##### PROVIDED PASSAGE

On Jun 23, 11:39 am, Vladimir Vukicevic <vladi...@mozilla.com> wrote:
> Yes, there are variations on this approach (jsLINQ as a proof of
> concept, osme others). All of them need an underlying storage mechanism
> that they can be built on top of, though, and I think that's something
> that we haven't really examined (the low level solution).

A standard B-tree will give you amazing performance, and the good
thing is that there is not as much disagreement about what a B-tree
does, nor has this interface been hidden away.

If you combine the above two primitives with an API for standard B-
Tree operations, such as the Berkeley DB Java Edition's
com.sleepycat.je package API [10], then you have for yourself a
scalable, synchronization ready, Web-friendly architectural solution
to local persistence*.

One possible advanced access mechanism, implemented in JavaScript,
might be XQuery, which would maintain its indices using the B-Tree
primitives and access data from the programmable HTTP cache. Another
access mechanism could be CouchDB, which would also store its views in
the B-Tree storage. Heck you could even rewrite all (well, almost) of
the HTML5 application cache using these primitives.

##########
##### DATA RECORDS

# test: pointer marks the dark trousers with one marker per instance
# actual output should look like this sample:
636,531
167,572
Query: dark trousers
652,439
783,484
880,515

##########

■ WHAT IS ASKED:
A. Please repeat the part of the B-tree post starting at "One possible advanced" and ending at "using these primitives.".
B. In the B-tree post, which package API is given as an example of standard B-Tree operations?
C. Resume the B-tree post, picking up right after its last sentence.

■ EXPECTED RESULTS:
A.
One possible advanced access mechanism, implemented in JavaScript,
might be XQuery, which would maintain its indices using the B-Tree
primitives and access data from the programmable HTTP cache. Another
access mechanism could be CouchDB, which would also store its views in
the B-Tree storage. Heck you could even rewrite all (well, almost) of
the HTML5 application cache using these primitives.

B. The Berkeley DB Java Edition's com.sleepycat.je package API.

C.
On Jun 23, 12:12 am, Mike Shaver <sha...@mozilla.com> wrote:
> I like the Couch API better than SQL because it's easier to represent
> non-relational data with it (esp. including hierarchies, which are
> brutal to work with in SQL), and because it feels to me like its
> semantics can be more clearly extended to cover both local and remote
> data sources.

Aha, I have called this seamless on-line/off-line data access [11a,
11b]. I am glad to see more people latching on to that concept [11c].

On Jun 23, 8:41 am, Dion Almaer <d...@mozilla.com> wrote:
> The reason that Gear's didn't implement syncing was because the team
> couldn't agree on a generic sync primitive that would work for the various
> Google products that were being worked on. Syncing is hard, so they punted.
> The team spent a LOT of time on this side of offline Gmail and I still find
> it to be fairly buggy. (I know Chris... maybe they should have used CouchDB
> ;).

Pardon me for injecting sarcasm in to this, but if the GMail team
can't handle SQL database sync over HTTP, I doubt anyone is going to
be seriously interested in solving that problem.

On Jun 23, 10:23 am, Mark Finkle <mfin...@mozilla.com> wrote:
> ----- "Dion Almaer" <d...@mozilla.com> wrote:
> Having done this for a Windows app in a previous life, I know that it's hard. I also wonder whether a "one-size-fits-all" sync mechanism will work in general.
<snip>
> I don't see this as a shame. There are a lot of moving parts to a sync system and it can be highly data format specific. As long as the storage system has hooks for bolting on a sync system, I think that vacuum will be filled.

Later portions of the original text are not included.